Collection entries
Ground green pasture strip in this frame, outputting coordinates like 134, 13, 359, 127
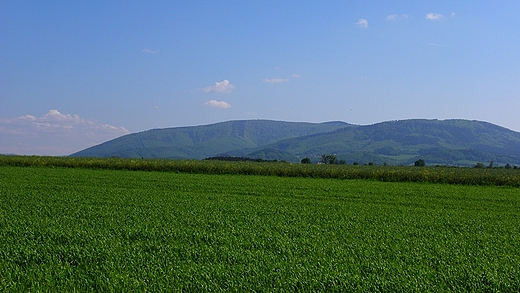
1, 166, 519, 291
2, 155, 520, 186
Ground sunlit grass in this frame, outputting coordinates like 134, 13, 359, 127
1, 165, 519, 291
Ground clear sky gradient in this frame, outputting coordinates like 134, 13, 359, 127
1, 1, 519, 155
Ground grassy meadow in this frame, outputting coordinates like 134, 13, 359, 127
1, 162, 520, 291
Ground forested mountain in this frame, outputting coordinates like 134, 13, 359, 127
71, 119, 520, 166
224, 119, 520, 166
70, 120, 350, 160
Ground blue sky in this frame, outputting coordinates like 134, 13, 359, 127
1, 1, 519, 155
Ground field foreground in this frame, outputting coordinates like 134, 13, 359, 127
1, 166, 519, 291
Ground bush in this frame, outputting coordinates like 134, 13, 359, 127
301, 158, 312, 164
474, 162, 485, 169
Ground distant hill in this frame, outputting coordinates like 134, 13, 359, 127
70, 120, 350, 160
71, 119, 520, 166
224, 119, 520, 166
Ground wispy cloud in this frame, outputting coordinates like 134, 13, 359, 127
386, 14, 409, 20
429, 43, 455, 49
262, 78, 289, 84
426, 13, 443, 20
262, 74, 300, 84
0, 110, 130, 156
142, 48, 160, 54
202, 80, 235, 93
203, 100, 231, 109
355, 18, 369, 28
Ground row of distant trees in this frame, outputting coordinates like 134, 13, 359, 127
474, 161, 517, 169
205, 154, 517, 168
303, 155, 519, 169
205, 156, 280, 163
301, 154, 425, 167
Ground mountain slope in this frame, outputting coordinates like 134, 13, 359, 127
71, 119, 520, 166
70, 120, 350, 159
228, 119, 520, 165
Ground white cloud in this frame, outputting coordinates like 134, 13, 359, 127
291, 74, 301, 78
142, 48, 159, 54
426, 13, 443, 20
203, 100, 231, 109
0, 110, 130, 156
355, 18, 368, 28
262, 78, 289, 83
203, 80, 235, 93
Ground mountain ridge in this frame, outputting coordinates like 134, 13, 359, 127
71, 119, 350, 160
71, 119, 520, 166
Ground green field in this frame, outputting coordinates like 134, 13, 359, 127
1, 165, 520, 291
2, 155, 520, 186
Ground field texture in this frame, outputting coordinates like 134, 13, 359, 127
1, 166, 519, 291
2, 155, 520, 186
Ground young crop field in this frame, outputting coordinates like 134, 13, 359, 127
1, 165, 519, 291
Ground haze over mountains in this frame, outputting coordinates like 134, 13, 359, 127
71, 119, 520, 166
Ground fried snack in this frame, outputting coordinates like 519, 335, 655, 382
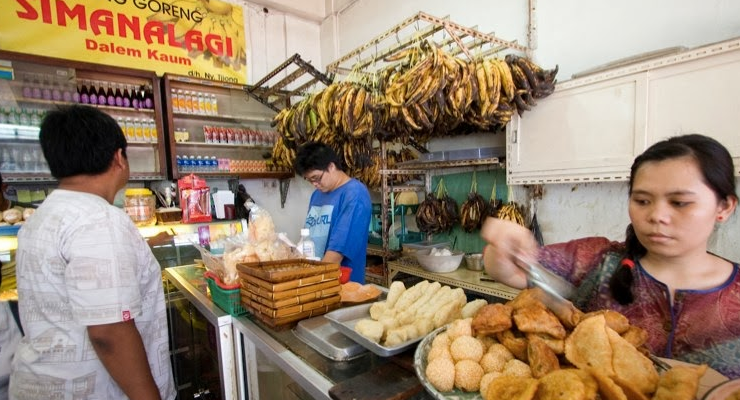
526, 333, 564, 354
477, 335, 498, 352
513, 305, 566, 339
455, 359, 484, 392
652, 364, 708, 400
425, 357, 455, 392
462, 298, 488, 318
571, 369, 599, 399
450, 335, 484, 363
588, 367, 627, 400
472, 303, 513, 336
507, 288, 547, 311
521, 287, 583, 329
368, 301, 388, 320
612, 375, 650, 400
447, 317, 473, 340
431, 331, 451, 348
355, 319, 384, 343
427, 343, 452, 362
479, 371, 503, 399
483, 375, 538, 400
386, 280, 406, 308
502, 359, 533, 378
537, 369, 588, 400
527, 335, 560, 378
496, 329, 529, 361
605, 327, 659, 395
621, 325, 648, 348
584, 310, 630, 334
565, 315, 614, 375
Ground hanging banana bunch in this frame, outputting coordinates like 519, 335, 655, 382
459, 171, 487, 232
487, 179, 503, 218
495, 185, 526, 226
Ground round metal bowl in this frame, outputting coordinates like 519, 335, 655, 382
464, 253, 484, 271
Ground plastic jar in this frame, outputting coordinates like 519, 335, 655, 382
124, 188, 156, 226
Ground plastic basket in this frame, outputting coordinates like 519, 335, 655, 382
204, 271, 247, 317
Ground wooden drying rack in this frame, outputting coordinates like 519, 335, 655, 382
245, 53, 334, 112
326, 11, 532, 76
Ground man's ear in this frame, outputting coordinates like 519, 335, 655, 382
112, 148, 128, 170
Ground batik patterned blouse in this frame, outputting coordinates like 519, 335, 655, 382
537, 237, 740, 379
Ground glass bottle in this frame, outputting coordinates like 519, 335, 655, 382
149, 119, 158, 143
143, 84, 154, 109
31, 73, 42, 99
210, 94, 218, 115
114, 83, 124, 107
131, 85, 140, 109
183, 90, 192, 113
79, 80, 90, 104
21, 73, 33, 98
96, 81, 107, 105
106, 82, 116, 106
62, 81, 74, 102
122, 84, 132, 108
88, 80, 98, 105
51, 79, 62, 101
41, 75, 52, 100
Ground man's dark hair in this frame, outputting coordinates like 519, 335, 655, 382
39, 105, 127, 179
294, 141, 343, 175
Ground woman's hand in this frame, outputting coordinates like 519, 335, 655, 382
480, 217, 539, 289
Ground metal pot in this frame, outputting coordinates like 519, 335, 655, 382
464, 253, 484, 271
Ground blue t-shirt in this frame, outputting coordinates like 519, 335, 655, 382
305, 178, 371, 283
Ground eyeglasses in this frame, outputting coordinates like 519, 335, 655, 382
305, 170, 325, 184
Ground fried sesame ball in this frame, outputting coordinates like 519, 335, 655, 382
454, 359, 484, 392
502, 358, 532, 378
450, 335, 484, 363
431, 331, 451, 348
427, 343, 452, 362
447, 318, 473, 340
480, 351, 508, 373
477, 335, 498, 352
425, 357, 455, 392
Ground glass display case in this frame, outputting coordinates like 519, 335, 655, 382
0, 50, 168, 182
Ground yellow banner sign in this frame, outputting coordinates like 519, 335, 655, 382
0, 0, 247, 84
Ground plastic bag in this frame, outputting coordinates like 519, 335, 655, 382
247, 203, 276, 243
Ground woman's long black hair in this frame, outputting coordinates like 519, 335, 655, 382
609, 134, 737, 304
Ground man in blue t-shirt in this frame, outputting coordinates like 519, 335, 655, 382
294, 142, 371, 283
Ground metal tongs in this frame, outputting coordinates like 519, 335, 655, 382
514, 256, 578, 315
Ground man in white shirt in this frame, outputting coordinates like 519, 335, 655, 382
10, 105, 175, 400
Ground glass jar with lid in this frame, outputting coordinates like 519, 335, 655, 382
124, 188, 156, 226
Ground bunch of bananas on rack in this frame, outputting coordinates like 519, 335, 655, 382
416, 179, 458, 234
269, 39, 557, 188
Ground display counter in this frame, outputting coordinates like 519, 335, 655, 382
165, 264, 433, 400
388, 257, 520, 300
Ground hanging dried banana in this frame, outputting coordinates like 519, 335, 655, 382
416, 192, 443, 234
487, 179, 503, 218
460, 171, 487, 232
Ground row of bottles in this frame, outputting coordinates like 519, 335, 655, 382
0, 107, 45, 127
203, 126, 277, 146
175, 156, 270, 174
171, 89, 218, 115
116, 117, 158, 143
20, 74, 155, 110
78, 80, 154, 110
20, 73, 77, 103
0, 147, 49, 173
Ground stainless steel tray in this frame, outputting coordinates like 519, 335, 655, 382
324, 303, 421, 357
293, 315, 368, 361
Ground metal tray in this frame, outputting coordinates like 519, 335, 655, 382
324, 303, 421, 357
293, 315, 368, 361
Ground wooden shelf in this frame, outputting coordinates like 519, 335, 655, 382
175, 142, 272, 150
172, 112, 272, 124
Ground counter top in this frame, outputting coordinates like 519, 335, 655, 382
165, 265, 433, 400
388, 257, 520, 300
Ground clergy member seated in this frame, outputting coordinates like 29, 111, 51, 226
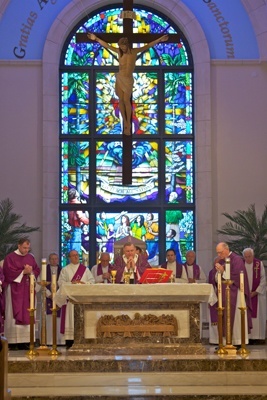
183, 250, 206, 283
160, 249, 188, 283
91, 252, 113, 283
55, 250, 95, 349
113, 242, 151, 283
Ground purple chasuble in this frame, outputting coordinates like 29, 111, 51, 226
183, 263, 200, 280
161, 262, 183, 278
249, 258, 261, 318
113, 254, 151, 283
3, 252, 40, 325
96, 263, 113, 281
219, 252, 252, 336
60, 264, 87, 334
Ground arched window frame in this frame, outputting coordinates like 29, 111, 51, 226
42, 0, 212, 269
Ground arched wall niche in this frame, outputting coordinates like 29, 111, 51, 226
42, 0, 212, 266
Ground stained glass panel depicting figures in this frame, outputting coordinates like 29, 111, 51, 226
165, 140, 193, 204
61, 72, 89, 135
165, 72, 192, 135
95, 211, 159, 265
61, 210, 90, 267
95, 72, 158, 135
61, 141, 89, 204
165, 209, 194, 263
96, 140, 158, 202
64, 8, 189, 68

◆ Work instruction: Beginning at the line that holds "Ground stained glass", write out word for word each line through the end of the records.

◆ Your response:
Ground stained glass panel depicting figures in this frame, outputting coordinates like 29, 111, 51, 226
165, 140, 193, 204
61, 72, 89, 135
165, 72, 192, 135
95, 211, 159, 265
61, 210, 90, 267
95, 72, 158, 135
61, 141, 89, 204
165, 209, 194, 263
96, 140, 158, 202
64, 8, 189, 68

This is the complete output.